## Objective A
Convert the dataset rows, from the first line up to and including the line with "<point>388,218</point>", into a Markdown table with a Row column for the line number and a Line column for its text, leaving out blank lines. Omit the pictures from the table.

──────── Supplied passage

Cobain's companion is Leadbelly, a favourite of folk aficionados who to this day perceive him as a giant of "black music", even though the vast majority of his fans were white. (When white producers brought Leadbelly to New York City in 1935 to play "traditional" music, Life magazine declared in a headline: "Bad Nigger Makes Good Minstrel".) Cobain's swan song, performed on MTV's Unplugged a few months before his suicide, was a cover of Leadbelly's "Where Did You Sleep Last Night", about a woman who wanders into the woods after her husband is hit by a train. Cobain, so deep into the authenticity trap by then that he'd never escape, seemed to be making one last attempt not to "fake it", by reviving a song by his "favourite performer", and exiting the stage without an encore.

────────────────

## Objective B
In the supplied passage, which song did Cobain cover as his swan song on MTV's Unplugged?

──────── Supplied material

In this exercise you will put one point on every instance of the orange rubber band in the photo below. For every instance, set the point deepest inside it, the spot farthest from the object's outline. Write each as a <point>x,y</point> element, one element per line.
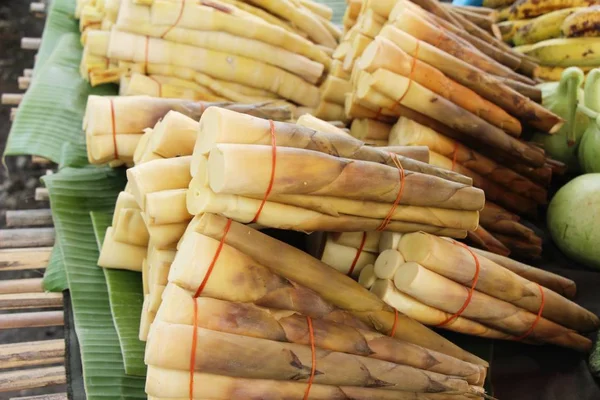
<point>388,218</point>
<point>395,325</point>
<point>358,253</point>
<point>471,290</point>
<point>537,318</point>
<point>313,368</point>
<point>176,21</point>
<point>454,154</point>
<point>113,123</point>
<point>274,163</point>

────────────────

## Full solution A
| Row | Line |
|---|---|
| 1 | In this exercise you will put one point on every instance of the orange rubber band in the photo below. For every instance, set the point deepest inside it, the spot farthest from the object's outline. Write each as a <point>x,y</point> element, one element per line. |
| 2 | <point>388,218</point> |

## Full solution B
Leadbelly's "Where Did You Sleep Last Night"